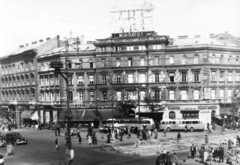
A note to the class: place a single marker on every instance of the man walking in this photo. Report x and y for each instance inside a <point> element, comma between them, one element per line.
<point>193,151</point>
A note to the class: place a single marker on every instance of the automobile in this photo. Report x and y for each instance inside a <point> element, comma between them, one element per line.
<point>15,138</point>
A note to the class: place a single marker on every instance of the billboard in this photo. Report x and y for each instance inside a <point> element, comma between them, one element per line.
<point>132,18</point>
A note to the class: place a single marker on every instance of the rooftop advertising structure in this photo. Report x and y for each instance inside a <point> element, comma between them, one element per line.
<point>127,19</point>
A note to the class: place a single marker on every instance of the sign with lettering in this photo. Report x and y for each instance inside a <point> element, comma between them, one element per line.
<point>132,18</point>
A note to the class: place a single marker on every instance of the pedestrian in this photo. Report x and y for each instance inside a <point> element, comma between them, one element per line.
<point>57,144</point>
<point>186,129</point>
<point>178,137</point>
<point>193,151</point>
<point>155,133</point>
<point>79,137</point>
<point>89,137</point>
<point>160,160</point>
<point>10,149</point>
<point>206,139</point>
<point>165,132</point>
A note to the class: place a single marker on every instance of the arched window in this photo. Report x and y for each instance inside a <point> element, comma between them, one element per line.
<point>156,60</point>
<point>221,59</point>
<point>213,59</point>
<point>118,63</point>
<point>184,59</point>
<point>171,60</point>
<point>142,61</point>
<point>130,62</point>
<point>172,115</point>
<point>103,62</point>
<point>196,59</point>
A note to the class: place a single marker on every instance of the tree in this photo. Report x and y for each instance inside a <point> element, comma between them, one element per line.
<point>126,106</point>
<point>235,105</point>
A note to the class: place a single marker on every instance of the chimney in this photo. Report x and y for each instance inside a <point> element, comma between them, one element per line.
<point>212,35</point>
<point>182,37</point>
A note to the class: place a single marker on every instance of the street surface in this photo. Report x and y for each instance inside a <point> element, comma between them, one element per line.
<point>41,150</point>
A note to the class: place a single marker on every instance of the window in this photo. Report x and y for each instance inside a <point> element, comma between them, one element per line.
<point>92,96</point>
<point>91,79</point>
<point>104,93</point>
<point>70,95</point>
<point>221,76</point>
<point>196,59</point>
<point>118,78</point>
<point>196,94</point>
<point>70,80</point>
<point>213,76</point>
<point>130,78</point>
<point>142,47</point>
<point>183,94</point>
<point>130,62</point>
<point>118,63</point>
<point>171,60</point>
<point>91,63</point>
<point>156,77</point>
<point>142,61</point>
<point>213,94</point>
<point>221,91</point>
<point>104,79</point>
<point>229,76</point>
<point>129,48</point>
<point>221,59</point>
<point>142,95</point>
<point>171,95</point>
<point>237,76</point>
<point>156,60</point>
<point>184,59</point>
<point>171,77</point>
<point>157,94</point>
<point>119,95</point>
<point>172,115</point>
<point>142,78</point>
<point>80,80</point>
<point>103,62</point>
<point>213,59</point>
<point>80,96</point>
<point>184,76</point>
<point>196,76</point>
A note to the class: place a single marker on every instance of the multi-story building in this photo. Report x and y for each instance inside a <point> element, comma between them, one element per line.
<point>19,83</point>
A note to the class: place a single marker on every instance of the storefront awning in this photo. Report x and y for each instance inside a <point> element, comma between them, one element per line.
<point>89,115</point>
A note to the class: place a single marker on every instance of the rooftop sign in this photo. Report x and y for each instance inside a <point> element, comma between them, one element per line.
<point>132,18</point>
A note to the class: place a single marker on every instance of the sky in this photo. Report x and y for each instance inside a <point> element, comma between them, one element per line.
<point>25,21</point>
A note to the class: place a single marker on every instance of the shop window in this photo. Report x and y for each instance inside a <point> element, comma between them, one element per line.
<point>172,115</point>
<point>184,59</point>
<point>196,59</point>
<point>184,76</point>
<point>171,60</point>
<point>142,61</point>
<point>196,76</point>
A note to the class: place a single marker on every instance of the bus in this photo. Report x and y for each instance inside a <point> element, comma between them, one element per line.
<point>179,124</point>
<point>129,123</point>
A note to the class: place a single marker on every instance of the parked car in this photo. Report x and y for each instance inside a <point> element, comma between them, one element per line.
<point>15,138</point>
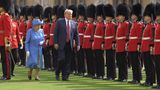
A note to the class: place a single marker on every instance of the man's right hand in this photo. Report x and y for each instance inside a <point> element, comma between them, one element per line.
<point>56,46</point>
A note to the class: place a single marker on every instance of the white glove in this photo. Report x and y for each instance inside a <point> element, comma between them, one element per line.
<point>27,54</point>
<point>21,47</point>
<point>41,43</point>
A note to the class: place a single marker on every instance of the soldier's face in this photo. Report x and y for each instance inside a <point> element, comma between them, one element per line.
<point>36,27</point>
<point>80,18</point>
<point>90,19</point>
<point>68,15</point>
<point>121,18</point>
<point>108,19</point>
<point>147,19</point>
<point>134,18</point>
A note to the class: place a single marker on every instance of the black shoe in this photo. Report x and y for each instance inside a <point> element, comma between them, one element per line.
<point>134,82</point>
<point>29,77</point>
<point>156,87</point>
<point>124,80</point>
<point>57,77</point>
<point>37,79</point>
<point>64,79</point>
<point>146,84</point>
<point>13,75</point>
<point>118,80</point>
<point>4,78</point>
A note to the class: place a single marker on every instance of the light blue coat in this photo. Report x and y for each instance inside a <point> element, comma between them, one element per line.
<point>32,44</point>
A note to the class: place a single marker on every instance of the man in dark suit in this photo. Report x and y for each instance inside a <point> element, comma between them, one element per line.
<point>64,35</point>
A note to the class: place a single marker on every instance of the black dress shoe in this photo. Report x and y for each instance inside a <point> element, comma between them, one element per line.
<point>57,78</point>
<point>29,77</point>
<point>134,82</point>
<point>37,79</point>
<point>146,84</point>
<point>156,87</point>
<point>64,79</point>
<point>4,78</point>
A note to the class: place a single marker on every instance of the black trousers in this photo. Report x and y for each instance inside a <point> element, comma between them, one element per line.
<point>5,59</point>
<point>81,63</point>
<point>99,59</point>
<point>53,56</point>
<point>157,67</point>
<point>22,55</point>
<point>136,65</point>
<point>110,63</point>
<point>73,62</point>
<point>47,60</point>
<point>91,67</point>
<point>122,65</point>
<point>149,67</point>
<point>15,58</point>
<point>64,65</point>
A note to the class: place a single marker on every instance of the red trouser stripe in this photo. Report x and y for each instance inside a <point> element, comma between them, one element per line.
<point>7,65</point>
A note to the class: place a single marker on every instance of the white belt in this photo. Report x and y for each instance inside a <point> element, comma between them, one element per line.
<point>133,37</point>
<point>118,38</point>
<point>146,38</point>
<point>51,34</point>
<point>95,36</point>
<point>14,36</point>
<point>81,34</point>
<point>87,36</point>
<point>109,37</point>
<point>20,33</point>
<point>157,40</point>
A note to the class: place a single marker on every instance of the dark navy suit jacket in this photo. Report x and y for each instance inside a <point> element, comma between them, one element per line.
<point>60,36</point>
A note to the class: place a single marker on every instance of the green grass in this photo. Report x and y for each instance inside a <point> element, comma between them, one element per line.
<point>48,82</point>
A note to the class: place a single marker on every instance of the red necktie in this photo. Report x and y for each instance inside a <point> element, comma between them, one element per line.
<point>68,32</point>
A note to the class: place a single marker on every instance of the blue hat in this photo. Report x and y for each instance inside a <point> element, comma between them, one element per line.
<point>37,22</point>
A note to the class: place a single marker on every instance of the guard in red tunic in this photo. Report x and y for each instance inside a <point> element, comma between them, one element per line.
■ ■ ■ ■
Aim of the task -> The records above should be repeated exactly, with no pictures in the copy.

Task response ->
A note to the class: place a single marker on every instance of the man walking in this photo. Report x and y for each instance inside a <point> element, comma between them, one element per line.
<point>193,151</point>
A note to the class: place a single marker on every instance of the automobile in this photo. Report x and y for each instance inside a <point> element, comma between them, one element per line.
<point>15,138</point>
A note to the class: place a single marker on every instance of the billboard in this photo. Report x and y for each instance inside a <point> element, comma between them, one element per line.
<point>132,18</point>
A note to the class: place a single marker on every instance of the rooftop advertising structure in this photo. Report x and y for each instance inside a <point> element, comma between them, one element per line.
<point>127,19</point>
A note to the class: place a single marker on every instance of the sign with lettering in this photo. Report x and y for each instance inside a <point> element, comma between them, one element per line.
<point>132,18</point>
A note to the class: place a single marker on every instance of the pedestrian in this photo. Report x and y for each instance inside a <point> element, comma between them, one element per line.
<point>57,144</point>
<point>186,129</point>
<point>178,137</point>
<point>193,151</point>
<point>155,133</point>
<point>79,137</point>
<point>89,137</point>
<point>160,160</point>
<point>10,149</point>
<point>206,139</point>
<point>165,132</point>
A note to the class: place a single marker on every instance of the arched window in this photo. Report x and y for each instance inside a <point> element, comma between them, one element per line.
<point>156,60</point>
<point>221,59</point>
<point>213,59</point>
<point>118,63</point>
<point>184,59</point>
<point>171,60</point>
<point>142,61</point>
<point>130,62</point>
<point>172,115</point>
<point>103,62</point>
<point>196,59</point>
A note to the class: place a single marker on every instance of the tree in this photo. Report x and y for each instance inside a <point> element, comma between them, one element per line.
<point>126,106</point>
<point>235,105</point>
A note to the class: place a single marker on every instance of the chimney in this photo. Report x and y for each instance inside a <point> element, comma between them, one element per line.
<point>212,35</point>
<point>182,37</point>
A note to the class: place a single marker on every instance of the street surface in this photo. Report x and y for each instance inside a <point> element, comma between them, one element per line.
<point>41,150</point>
A note to the class: place a single marker on every instance of the window in this photo. Report x and y for each instance inside a <point> element, comma between them, one element per line.
<point>92,96</point>
<point>91,79</point>
<point>104,93</point>
<point>70,95</point>
<point>221,76</point>
<point>196,59</point>
<point>118,78</point>
<point>196,94</point>
<point>70,80</point>
<point>213,76</point>
<point>130,78</point>
<point>142,47</point>
<point>183,94</point>
<point>130,62</point>
<point>118,63</point>
<point>171,60</point>
<point>91,63</point>
<point>156,77</point>
<point>142,61</point>
<point>213,94</point>
<point>221,91</point>
<point>104,79</point>
<point>229,76</point>
<point>129,48</point>
<point>221,59</point>
<point>142,95</point>
<point>171,95</point>
<point>237,76</point>
<point>156,60</point>
<point>184,59</point>
<point>171,77</point>
<point>157,94</point>
<point>119,95</point>
<point>172,115</point>
<point>142,78</point>
<point>80,80</point>
<point>103,62</point>
<point>213,59</point>
<point>80,96</point>
<point>184,76</point>
<point>196,76</point>
A note to the class: place a single marker on every instance of the multi-story building in this photo. Report x and y for each instance inside a <point> element, comma between them, one element per line.
<point>19,83</point>
A note to the class: place a single marker on every instance of the storefront awning in this photo. Report x and y for each instance inside a <point> element, comma between them, one element per line.
<point>89,115</point>
A note to the class: place a single marker on every instance of the rooftop sign in this photo. Report x and y for each instance inside a <point> element, comma between them, one element per line.
<point>132,18</point>
A note to the class: place a single marker on every instance of the sky in this photo. Report x and y for each instance inside a <point> element, comma between them, one element per line.
<point>25,21</point>
A note to the class: place a single marker on every instance of the shop window in this photo. Report x and y for each instance inside a <point> element, comma between them, one element per line.
<point>172,115</point>
<point>184,59</point>
<point>196,59</point>
<point>184,76</point>
<point>171,60</point>
<point>142,61</point>
<point>196,76</point>
A note to the class: place a single marker on every instance of the bus in this photo. Report x and y for each instance inside a <point> element, comma between them, one element per line.
<point>179,124</point>
<point>129,123</point>
A note to the class: place a single marker on every instance of the parked car in this photo. Report x and y for each instance inside a <point> element, comma between them, one element per line.
<point>15,138</point>
A note to the class: place a single marker on every instance of the man's right hand in this photo. Report x and y for each instance inside a <point> element, comma between them, one element per line.
<point>56,46</point>
A note to the class: place a single marker on every instance of the white glove in this photo. Report x and y for each instance inside a <point> element, comma between them, one element per line.
<point>27,54</point>
<point>21,47</point>
<point>41,43</point>
A note to the class: place a single marker on every instance of the soldier's face in this photo. Report x and y for each instance inside a <point> element, comma between them, one element per line.
<point>36,27</point>
<point>80,18</point>
<point>90,19</point>
<point>68,15</point>
<point>121,18</point>
<point>108,19</point>
<point>147,19</point>
<point>134,18</point>
A note to the class: place a single marker on every instance of the black shoe in this photo. Report x and y for each instance inside a <point> element, comma between them, one element per line.
<point>134,82</point>
<point>29,77</point>
<point>156,87</point>
<point>124,80</point>
<point>57,77</point>
<point>37,79</point>
<point>64,79</point>
<point>146,84</point>
<point>13,75</point>
<point>118,80</point>
<point>4,78</point>
A note to the class: place a single marker on every instance of the light blue coat in this photo. Report x and y for each instance inside a <point> element, comma between them, one element per line.
<point>32,44</point>
A note to the class: place a single marker on every instance of the man in dark suit in this photo. Report x and y for each instance inside a <point> element, comma between them, one element per line.
<point>64,35</point>
A note to the class: place a single marker on every instance of the black dress shoe in this photo. Report x and y for each instance inside a <point> element, comma between them, one element per line.
<point>57,78</point>
<point>29,77</point>
<point>134,82</point>
<point>37,79</point>
<point>146,84</point>
<point>156,87</point>
<point>64,79</point>
<point>4,78</point>
A note to the class: place a single marker on every instance of the black trousers in this photo. Report x and y for each instance inside a <point> element, comma between them, one element per line.
<point>5,59</point>
<point>81,63</point>
<point>99,59</point>
<point>53,56</point>
<point>157,67</point>
<point>22,55</point>
<point>136,65</point>
<point>110,63</point>
<point>73,62</point>
<point>47,60</point>
<point>91,67</point>
<point>122,65</point>
<point>149,67</point>
<point>15,58</point>
<point>64,65</point>
A note to the class: place a single marker on every instance of the red trouser stripe in this photo. Report x and y for each instance inside a <point> element, comma between them, one element per line.
<point>7,65</point>
A note to the class: place a single marker on every instance of the white belt in this photo. Report x and y for each instance inside a <point> element, comma between them, one element per line.
<point>133,37</point>
<point>118,38</point>
<point>146,38</point>
<point>51,34</point>
<point>95,36</point>
<point>14,36</point>
<point>81,34</point>
<point>87,36</point>
<point>109,37</point>
<point>20,33</point>
<point>157,40</point>
A note to the class: place a single marker on every instance of the dark navy suit jacket in this photo. Report x and y for each instance inside a <point> element, comma between them, one element per line.
<point>60,36</point>
A note to the class: place a single marker on every instance of the green grass in this photo. Report x and y for each instance inside a <point> element, comma between them, one element per line.
<point>48,82</point>
A note to the class: place a single marker on every instance of the red necktie in this photo. Report x and y for each instance inside a <point> element, comma between them, one element per line.
<point>68,32</point>
A note to the class: place a single marker on every instance of the blue hat in this photo. Report x and y for each instance inside a <point> element, comma between them, one element per line.
<point>37,22</point>
A note to the class: place a single marker on every instance of the guard in red tunic in this photo. Report x and y for each instance inside a <point> element, comma between them, one element per line.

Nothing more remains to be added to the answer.